**Task goal:**
Because only the text is wanted, repeat the records below exactly and omit the pictures.

**Dataset extract:**
== Segment start ==

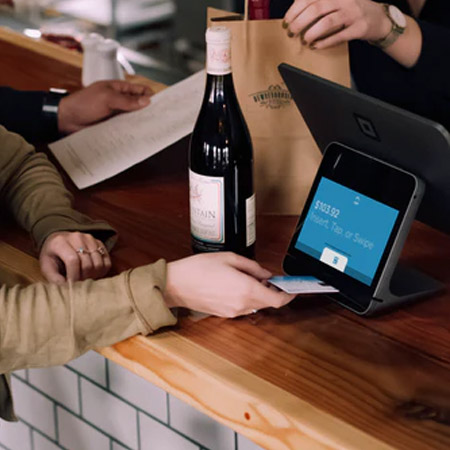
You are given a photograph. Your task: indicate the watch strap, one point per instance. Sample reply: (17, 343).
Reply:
(393, 35)
(49, 112)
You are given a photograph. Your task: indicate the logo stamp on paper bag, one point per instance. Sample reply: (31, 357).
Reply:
(275, 97)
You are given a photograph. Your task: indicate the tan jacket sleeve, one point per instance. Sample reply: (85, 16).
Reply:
(44, 324)
(34, 192)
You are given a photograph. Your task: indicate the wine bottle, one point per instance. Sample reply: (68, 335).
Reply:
(222, 198)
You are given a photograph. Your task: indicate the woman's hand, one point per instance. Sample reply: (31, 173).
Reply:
(325, 23)
(73, 256)
(222, 284)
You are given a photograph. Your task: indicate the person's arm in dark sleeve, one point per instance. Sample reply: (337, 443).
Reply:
(22, 112)
(423, 89)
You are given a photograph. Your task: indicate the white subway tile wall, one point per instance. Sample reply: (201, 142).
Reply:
(78, 435)
(91, 365)
(42, 443)
(199, 426)
(246, 444)
(91, 404)
(138, 391)
(59, 383)
(109, 413)
(34, 408)
(21, 373)
(156, 436)
(15, 436)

== Segment end ==

**Expected answer:**
You are given a photograph. Your task: indicate the watch strap, one point per instance. Sample reply: (17, 343).
Reply:
(393, 35)
(49, 112)
You are given a photograph. Your task: indicate the logo stamp on paper bag, one point per instance. Sample reply: (31, 357).
Reply:
(275, 97)
You are given a photograph. Your task: indicate the tan jacket sleeve, one point per instance. Sample reply: (85, 16).
Reply:
(44, 324)
(34, 192)
You are given a photograph. Your task: indicate the wine bottle, one point per instance. Sample reply: (68, 335).
Reply:
(222, 198)
You are given a photograph. Your task: indicate the woman's hand, one point per instance. Sample reply: (31, 173).
Reply:
(325, 23)
(73, 256)
(222, 284)
You are given a photograph. Your task: indicate the person's arm in dark sleeve, one point per instance. Sample reply: (337, 443).
Reply:
(22, 112)
(423, 89)
You are given a photograph. Your task: indicate the white subway tile wall, one point per instance. Sample reply: (201, 142).
Reply:
(78, 435)
(91, 365)
(42, 443)
(199, 426)
(246, 444)
(91, 404)
(138, 391)
(59, 383)
(109, 413)
(34, 408)
(21, 373)
(156, 436)
(15, 436)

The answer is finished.